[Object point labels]
##########

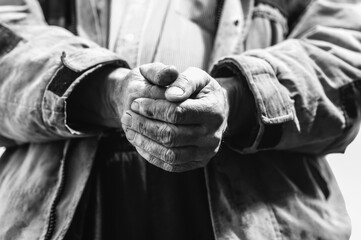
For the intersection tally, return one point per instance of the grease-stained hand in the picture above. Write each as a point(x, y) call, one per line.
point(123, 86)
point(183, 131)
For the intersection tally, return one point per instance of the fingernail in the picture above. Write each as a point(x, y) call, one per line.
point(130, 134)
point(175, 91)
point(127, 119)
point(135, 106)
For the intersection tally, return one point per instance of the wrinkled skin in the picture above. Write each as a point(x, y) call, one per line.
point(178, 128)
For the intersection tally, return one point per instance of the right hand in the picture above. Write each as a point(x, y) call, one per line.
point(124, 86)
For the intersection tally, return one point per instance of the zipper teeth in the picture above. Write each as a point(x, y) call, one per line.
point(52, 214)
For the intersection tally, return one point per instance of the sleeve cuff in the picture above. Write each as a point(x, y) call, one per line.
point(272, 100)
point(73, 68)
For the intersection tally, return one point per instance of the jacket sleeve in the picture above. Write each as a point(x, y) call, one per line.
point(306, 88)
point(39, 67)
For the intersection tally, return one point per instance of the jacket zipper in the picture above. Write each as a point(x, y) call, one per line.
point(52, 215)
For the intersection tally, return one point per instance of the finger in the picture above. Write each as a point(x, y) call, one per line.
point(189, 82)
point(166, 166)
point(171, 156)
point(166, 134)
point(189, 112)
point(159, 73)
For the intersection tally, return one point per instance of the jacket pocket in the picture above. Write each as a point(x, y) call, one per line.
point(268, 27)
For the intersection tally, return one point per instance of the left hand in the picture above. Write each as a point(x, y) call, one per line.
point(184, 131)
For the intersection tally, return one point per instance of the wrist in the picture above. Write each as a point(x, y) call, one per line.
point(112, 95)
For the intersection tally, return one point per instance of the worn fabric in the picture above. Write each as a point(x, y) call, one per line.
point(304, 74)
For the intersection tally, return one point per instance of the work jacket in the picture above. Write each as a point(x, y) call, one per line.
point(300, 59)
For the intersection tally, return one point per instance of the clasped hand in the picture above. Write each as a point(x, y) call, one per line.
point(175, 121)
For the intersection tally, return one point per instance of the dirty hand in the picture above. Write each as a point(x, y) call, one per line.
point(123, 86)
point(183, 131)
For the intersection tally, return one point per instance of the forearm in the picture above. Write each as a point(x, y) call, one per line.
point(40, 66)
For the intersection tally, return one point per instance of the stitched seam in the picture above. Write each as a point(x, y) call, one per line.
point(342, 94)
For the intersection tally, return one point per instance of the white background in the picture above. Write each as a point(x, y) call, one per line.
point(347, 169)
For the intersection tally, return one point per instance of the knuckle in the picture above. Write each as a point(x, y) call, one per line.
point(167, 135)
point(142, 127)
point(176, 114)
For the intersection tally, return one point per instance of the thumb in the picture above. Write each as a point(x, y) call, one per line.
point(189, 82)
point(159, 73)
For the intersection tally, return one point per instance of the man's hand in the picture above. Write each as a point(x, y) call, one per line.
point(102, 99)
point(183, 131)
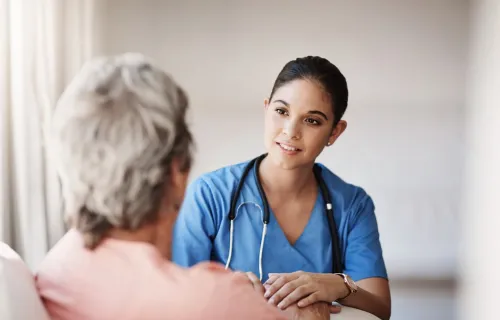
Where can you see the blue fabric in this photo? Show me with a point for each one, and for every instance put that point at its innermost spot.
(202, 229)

##########

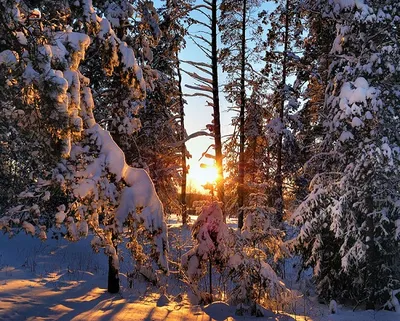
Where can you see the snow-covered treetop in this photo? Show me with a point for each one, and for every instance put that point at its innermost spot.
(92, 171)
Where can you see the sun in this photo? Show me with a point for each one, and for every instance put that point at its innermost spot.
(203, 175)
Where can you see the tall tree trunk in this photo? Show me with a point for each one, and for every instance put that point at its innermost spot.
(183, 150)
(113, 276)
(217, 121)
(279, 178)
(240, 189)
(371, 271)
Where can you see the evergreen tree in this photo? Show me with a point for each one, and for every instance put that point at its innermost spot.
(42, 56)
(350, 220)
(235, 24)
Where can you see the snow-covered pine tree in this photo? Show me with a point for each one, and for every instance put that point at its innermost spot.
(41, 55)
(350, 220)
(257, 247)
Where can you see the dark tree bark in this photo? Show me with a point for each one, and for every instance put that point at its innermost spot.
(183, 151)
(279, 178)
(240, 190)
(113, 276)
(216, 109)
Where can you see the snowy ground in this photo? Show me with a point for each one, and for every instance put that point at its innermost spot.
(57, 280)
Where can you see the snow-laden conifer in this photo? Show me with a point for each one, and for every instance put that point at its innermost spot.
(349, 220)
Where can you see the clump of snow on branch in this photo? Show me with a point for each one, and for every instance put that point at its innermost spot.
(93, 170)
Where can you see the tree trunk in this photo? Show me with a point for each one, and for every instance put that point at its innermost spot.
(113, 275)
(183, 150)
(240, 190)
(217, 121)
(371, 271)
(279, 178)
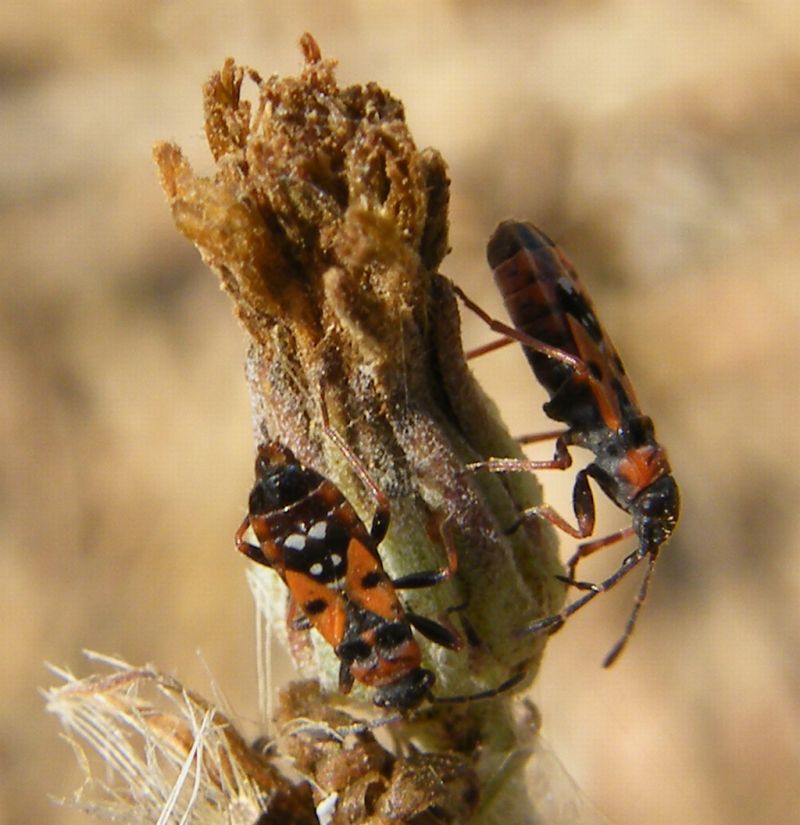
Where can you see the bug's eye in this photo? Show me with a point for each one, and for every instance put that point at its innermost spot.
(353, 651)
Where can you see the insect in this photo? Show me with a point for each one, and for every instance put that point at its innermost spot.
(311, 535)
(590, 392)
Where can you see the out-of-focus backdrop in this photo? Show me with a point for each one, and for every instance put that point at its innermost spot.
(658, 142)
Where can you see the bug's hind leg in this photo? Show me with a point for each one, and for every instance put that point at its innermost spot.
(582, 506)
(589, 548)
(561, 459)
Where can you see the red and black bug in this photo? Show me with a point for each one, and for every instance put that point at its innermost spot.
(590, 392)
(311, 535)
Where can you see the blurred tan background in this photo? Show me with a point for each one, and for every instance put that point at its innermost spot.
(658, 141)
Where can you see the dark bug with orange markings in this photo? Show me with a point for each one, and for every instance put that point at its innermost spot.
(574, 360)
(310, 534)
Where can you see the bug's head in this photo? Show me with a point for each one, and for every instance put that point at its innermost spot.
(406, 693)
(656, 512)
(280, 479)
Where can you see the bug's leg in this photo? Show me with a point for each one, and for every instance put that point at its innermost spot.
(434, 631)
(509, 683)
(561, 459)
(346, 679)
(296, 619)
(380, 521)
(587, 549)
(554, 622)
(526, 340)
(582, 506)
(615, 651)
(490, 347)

##########

__WORK REQUIRED__.
Gather every line in the rows above that contains the string "fabric", and copy each such line in full. The match is case-sensitive.

__ANSWER TO THIS PROBLEM__.
For the intersection tally, return one point per instance of the worn fabric in the picture above. Write each as a point(x, y) call, one per line.
Where can you see the blue fabric in this photo? Show me with a point for each one, and for every instance put that point at its innermost spot.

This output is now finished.